Information shown:
____

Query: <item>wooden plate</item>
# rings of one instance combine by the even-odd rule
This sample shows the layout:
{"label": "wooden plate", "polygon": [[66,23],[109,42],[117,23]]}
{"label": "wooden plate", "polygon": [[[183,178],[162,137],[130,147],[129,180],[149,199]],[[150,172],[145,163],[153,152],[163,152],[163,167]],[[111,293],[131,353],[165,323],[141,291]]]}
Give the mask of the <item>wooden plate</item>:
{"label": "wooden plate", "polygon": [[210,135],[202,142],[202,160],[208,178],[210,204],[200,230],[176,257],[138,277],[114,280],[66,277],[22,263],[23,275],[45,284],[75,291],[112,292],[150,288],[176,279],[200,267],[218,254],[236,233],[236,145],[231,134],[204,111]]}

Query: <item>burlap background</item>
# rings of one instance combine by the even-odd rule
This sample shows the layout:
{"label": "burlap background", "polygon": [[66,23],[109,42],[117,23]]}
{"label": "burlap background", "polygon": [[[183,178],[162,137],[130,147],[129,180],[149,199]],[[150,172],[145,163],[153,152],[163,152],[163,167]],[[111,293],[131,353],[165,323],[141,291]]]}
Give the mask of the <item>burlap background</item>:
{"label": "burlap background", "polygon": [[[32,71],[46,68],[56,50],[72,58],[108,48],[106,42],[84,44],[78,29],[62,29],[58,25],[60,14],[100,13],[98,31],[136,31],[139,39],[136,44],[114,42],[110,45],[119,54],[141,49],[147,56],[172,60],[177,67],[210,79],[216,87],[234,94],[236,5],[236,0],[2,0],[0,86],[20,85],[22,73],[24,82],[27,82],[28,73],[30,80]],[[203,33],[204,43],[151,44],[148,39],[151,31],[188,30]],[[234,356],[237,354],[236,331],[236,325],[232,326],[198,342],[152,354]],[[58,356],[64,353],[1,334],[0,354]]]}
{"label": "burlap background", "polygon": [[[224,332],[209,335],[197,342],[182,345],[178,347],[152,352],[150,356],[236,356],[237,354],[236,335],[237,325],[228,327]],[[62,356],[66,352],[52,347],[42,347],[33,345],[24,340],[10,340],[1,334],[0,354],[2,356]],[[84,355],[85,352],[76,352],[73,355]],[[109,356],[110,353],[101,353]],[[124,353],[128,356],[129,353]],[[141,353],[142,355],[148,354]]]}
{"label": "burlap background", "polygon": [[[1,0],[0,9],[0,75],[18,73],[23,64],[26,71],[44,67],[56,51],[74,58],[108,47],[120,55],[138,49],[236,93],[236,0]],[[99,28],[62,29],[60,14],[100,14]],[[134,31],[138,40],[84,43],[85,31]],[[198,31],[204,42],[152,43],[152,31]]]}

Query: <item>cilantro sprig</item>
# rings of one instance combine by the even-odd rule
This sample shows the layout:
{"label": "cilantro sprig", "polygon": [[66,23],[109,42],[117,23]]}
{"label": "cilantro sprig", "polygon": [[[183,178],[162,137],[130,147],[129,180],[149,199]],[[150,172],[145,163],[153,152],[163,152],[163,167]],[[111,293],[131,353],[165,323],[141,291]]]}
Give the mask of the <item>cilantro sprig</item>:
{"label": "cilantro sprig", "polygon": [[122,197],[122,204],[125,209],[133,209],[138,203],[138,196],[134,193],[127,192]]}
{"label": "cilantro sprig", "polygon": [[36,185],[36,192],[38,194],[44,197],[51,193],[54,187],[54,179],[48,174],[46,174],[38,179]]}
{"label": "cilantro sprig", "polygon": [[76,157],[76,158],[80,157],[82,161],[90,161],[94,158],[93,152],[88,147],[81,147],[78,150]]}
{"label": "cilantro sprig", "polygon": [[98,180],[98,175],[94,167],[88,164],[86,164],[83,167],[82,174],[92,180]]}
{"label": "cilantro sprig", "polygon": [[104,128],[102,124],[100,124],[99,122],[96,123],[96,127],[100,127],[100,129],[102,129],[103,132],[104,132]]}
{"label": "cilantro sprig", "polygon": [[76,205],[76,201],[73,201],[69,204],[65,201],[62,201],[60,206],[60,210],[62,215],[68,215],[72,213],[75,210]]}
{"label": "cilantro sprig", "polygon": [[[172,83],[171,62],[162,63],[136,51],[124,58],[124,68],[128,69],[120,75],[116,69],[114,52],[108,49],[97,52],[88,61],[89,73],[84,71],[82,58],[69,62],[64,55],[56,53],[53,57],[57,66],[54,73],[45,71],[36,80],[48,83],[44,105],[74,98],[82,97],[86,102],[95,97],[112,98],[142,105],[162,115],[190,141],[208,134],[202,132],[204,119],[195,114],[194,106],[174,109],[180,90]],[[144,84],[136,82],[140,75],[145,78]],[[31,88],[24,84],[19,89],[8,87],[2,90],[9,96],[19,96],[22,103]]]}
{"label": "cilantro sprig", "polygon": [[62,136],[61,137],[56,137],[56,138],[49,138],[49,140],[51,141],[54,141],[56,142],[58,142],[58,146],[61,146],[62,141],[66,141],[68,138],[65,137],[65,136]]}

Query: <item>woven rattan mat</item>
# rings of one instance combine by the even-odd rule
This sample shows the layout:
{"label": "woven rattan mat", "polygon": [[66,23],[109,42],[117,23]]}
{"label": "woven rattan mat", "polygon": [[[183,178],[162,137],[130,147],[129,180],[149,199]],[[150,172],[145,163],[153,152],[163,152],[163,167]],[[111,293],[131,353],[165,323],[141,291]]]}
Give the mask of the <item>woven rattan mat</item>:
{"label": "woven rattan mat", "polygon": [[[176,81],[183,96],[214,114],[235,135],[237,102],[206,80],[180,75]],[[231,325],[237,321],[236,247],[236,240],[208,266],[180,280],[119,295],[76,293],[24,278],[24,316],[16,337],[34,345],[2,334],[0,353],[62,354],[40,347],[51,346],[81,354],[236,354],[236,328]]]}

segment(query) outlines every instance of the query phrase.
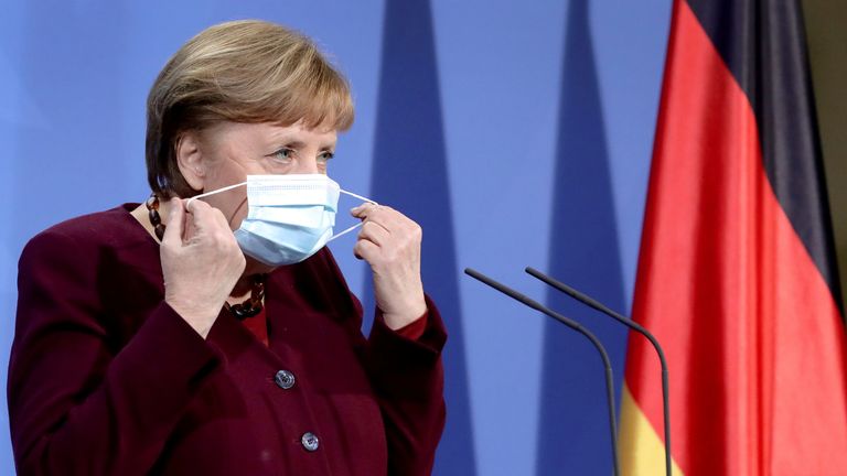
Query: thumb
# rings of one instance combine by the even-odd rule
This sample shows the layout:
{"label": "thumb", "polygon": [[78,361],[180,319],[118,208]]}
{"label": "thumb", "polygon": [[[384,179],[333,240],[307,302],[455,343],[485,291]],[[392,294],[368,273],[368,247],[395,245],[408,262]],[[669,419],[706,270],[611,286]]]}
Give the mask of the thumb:
{"label": "thumb", "polygon": [[162,242],[174,241],[176,244],[182,244],[182,235],[185,228],[185,209],[183,208],[183,202],[180,198],[172,198],[168,205],[168,223],[165,224]]}

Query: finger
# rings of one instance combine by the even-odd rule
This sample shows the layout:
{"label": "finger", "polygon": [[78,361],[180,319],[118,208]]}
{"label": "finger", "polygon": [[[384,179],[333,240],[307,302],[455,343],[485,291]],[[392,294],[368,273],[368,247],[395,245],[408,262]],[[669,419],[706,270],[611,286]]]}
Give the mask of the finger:
{"label": "finger", "polygon": [[185,230],[185,209],[180,198],[172,198],[168,204],[168,221],[164,226],[164,236],[162,242],[182,242],[182,235]]}
{"label": "finger", "polygon": [[358,239],[366,239],[373,241],[374,245],[382,247],[392,239],[392,234],[382,225],[368,220],[362,225],[362,230],[358,232]]}
{"label": "finger", "polygon": [[351,208],[350,214],[353,215],[356,218],[367,218],[367,216],[373,213],[374,210],[379,209],[379,205],[373,204],[373,203],[363,203],[362,205]]}
{"label": "finger", "polygon": [[200,231],[215,221],[214,208],[203,201],[191,201],[186,209],[191,225]]}
{"label": "finger", "polygon": [[379,247],[371,240],[361,239],[353,246],[353,256],[361,260],[372,262],[379,255]]}

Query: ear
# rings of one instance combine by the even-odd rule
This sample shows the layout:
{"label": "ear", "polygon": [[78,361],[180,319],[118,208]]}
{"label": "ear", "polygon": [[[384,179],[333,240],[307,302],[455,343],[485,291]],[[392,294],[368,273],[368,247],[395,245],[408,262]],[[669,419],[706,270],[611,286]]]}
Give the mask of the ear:
{"label": "ear", "polygon": [[206,178],[206,162],[200,148],[196,132],[183,132],[176,140],[176,164],[185,182],[195,191],[203,191]]}

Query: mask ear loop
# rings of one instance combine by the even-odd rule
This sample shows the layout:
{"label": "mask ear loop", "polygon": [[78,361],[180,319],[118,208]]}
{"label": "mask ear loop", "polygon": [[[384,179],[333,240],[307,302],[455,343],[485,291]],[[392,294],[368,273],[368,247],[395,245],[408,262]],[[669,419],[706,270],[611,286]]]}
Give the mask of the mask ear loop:
{"label": "mask ear loop", "polygon": [[[363,197],[362,195],[356,195],[353,192],[347,192],[347,191],[344,191],[344,190],[339,190],[339,192],[341,192],[341,193],[343,193],[345,195],[350,195],[350,196],[352,196],[354,198],[358,198],[362,202],[367,202],[367,203],[371,203],[371,204],[374,204],[374,205],[377,205],[377,206],[379,205],[378,203],[372,201],[371,198]],[[353,231],[354,229],[361,227],[364,224],[365,224],[364,221],[360,221],[360,223],[353,225],[352,227],[345,229],[344,231],[341,231],[341,232],[337,232],[337,234],[333,235],[330,239],[326,240],[326,242],[330,242],[330,241],[334,240],[335,238],[340,238],[340,237],[342,237],[342,236]]]}
{"label": "mask ear loop", "polygon": [[192,202],[194,202],[194,201],[195,201],[195,199],[197,199],[197,198],[207,197],[207,196],[210,196],[210,195],[218,194],[218,193],[221,193],[221,192],[230,191],[230,190],[233,190],[233,188],[238,188],[239,186],[244,186],[244,185],[247,185],[247,182],[242,182],[242,183],[239,183],[239,184],[235,184],[235,185],[227,185],[227,186],[225,186],[225,187],[223,187],[223,188],[218,188],[218,190],[216,190],[216,191],[206,192],[206,193],[204,193],[204,194],[200,194],[200,195],[194,195],[193,197],[189,198],[189,201],[187,201],[187,202],[185,202],[185,209],[189,209],[189,206],[191,205],[191,203],[192,203]]}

____

Aim of the exercise:
Take the line that contains "Query: mask ear loop" and every line after it through the end of the listing above, and repeat them exactly.

Correct response:
Query: mask ear loop
# rings of one instance combine by the even-odd rule
This sample shows the layout:
{"label": "mask ear loop", "polygon": [[78,361],[180,319],[118,208]]}
{"label": "mask ear loop", "polygon": [[[384,179],[333,240],[307,302],[455,343],[485,291]],[[392,294],[368,273],[368,247],[395,245],[408,262]],[[669,419],[706,270],[611,286]]]}
Give the mask of the mask ear loop:
{"label": "mask ear loop", "polygon": [[[363,197],[362,195],[356,195],[353,192],[347,192],[347,191],[344,191],[344,190],[339,190],[339,192],[341,192],[341,193],[343,193],[345,195],[350,195],[350,196],[352,196],[354,198],[358,198],[362,202],[367,202],[367,203],[371,203],[371,204],[374,204],[374,205],[377,205],[377,206],[379,205],[378,203],[372,201],[371,198]],[[353,231],[354,229],[361,227],[364,224],[365,224],[364,221],[360,221],[360,223],[353,225],[352,227],[345,229],[344,231],[341,231],[341,232],[337,232],[337,234],[333,235],[330,239],[326,240],[326,242],[330,242],[330,241],[334,240],[335,238],[340,238],[340,237],[342,237],[342,236]]]}
{"label": "mask ear loop", "polygon": [[192,202],[194,202],[194,201],[195,201],[195,199],[197,199],[197,198],[207,197],[207,196],[210,196],[210,195],[218,194],[218,193],[221,193],[221,192],[230,191],[230,190],[233,190],[233,188],[238,188],[239,186],[244,186],[244,185],[247,185],[247,182],[242,182],[242,183],[239,183],[239,184],[235,184],[235,185],[227,185],[227,186],[225,186],[225,187],[223,187],[223,188],[218,188],[218,190],[216,190],[216,191],[206,192],[206,193],[204,193],[204,194],[200,194],[200,195],[194,195],[193,197],[189,198],[189,201],[187,201],[187,202],[185,202],[185,209],[189,209],[189,206],[191,205],[191,203],[192,203]]}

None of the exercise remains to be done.